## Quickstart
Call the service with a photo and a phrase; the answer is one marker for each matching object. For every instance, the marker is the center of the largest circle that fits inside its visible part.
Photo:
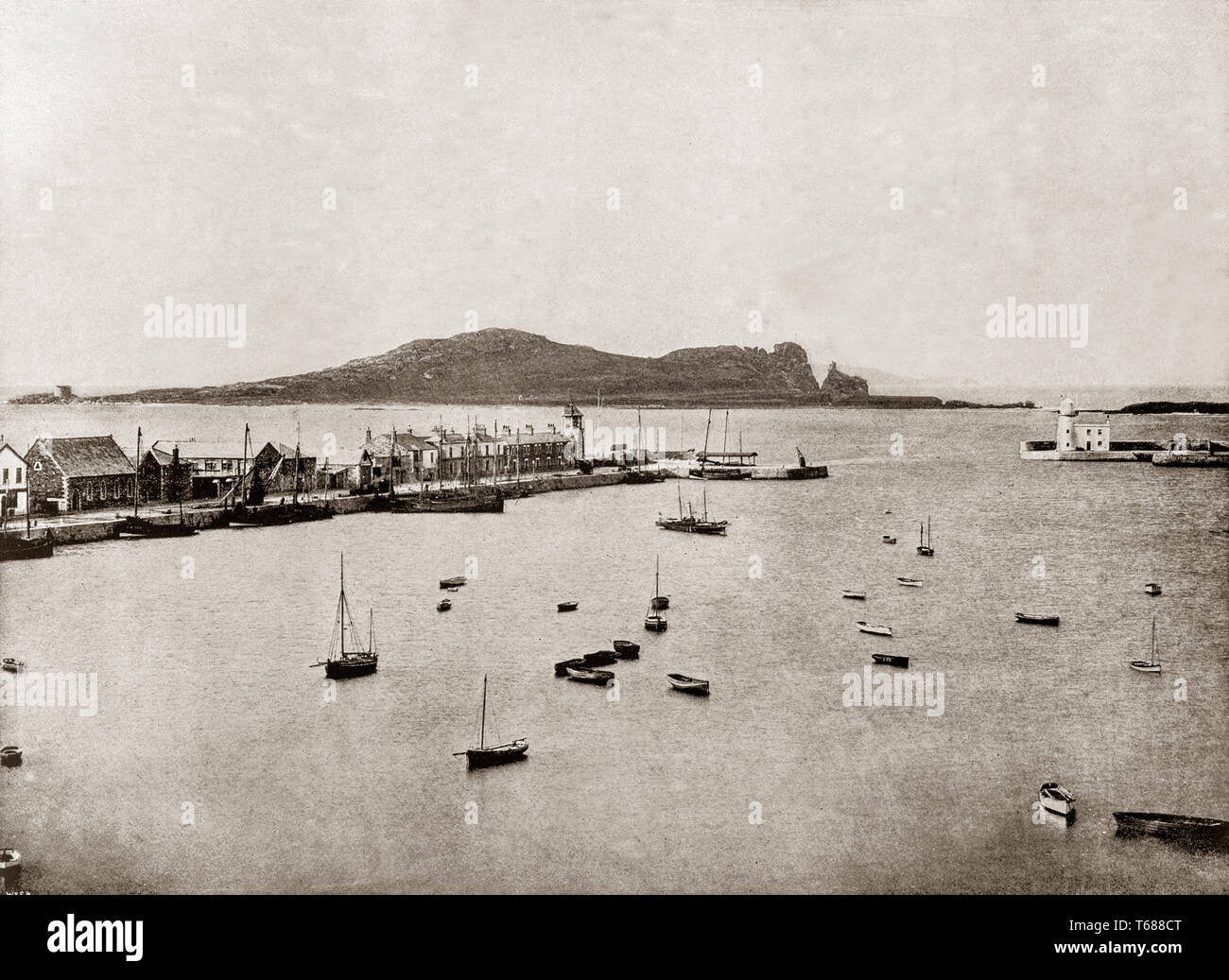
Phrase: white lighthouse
(1067, 413)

+===+

Leave out the pictures and repeat everything else in the records exactly.

## Quickstart
Call the service with a photo and a phrase; the answer is one marker for each matching object. For every instance, the marker is the center of the largest circle that fits inside its visible part.
Photo:
Phrase: white lighthouse
(1067, 413)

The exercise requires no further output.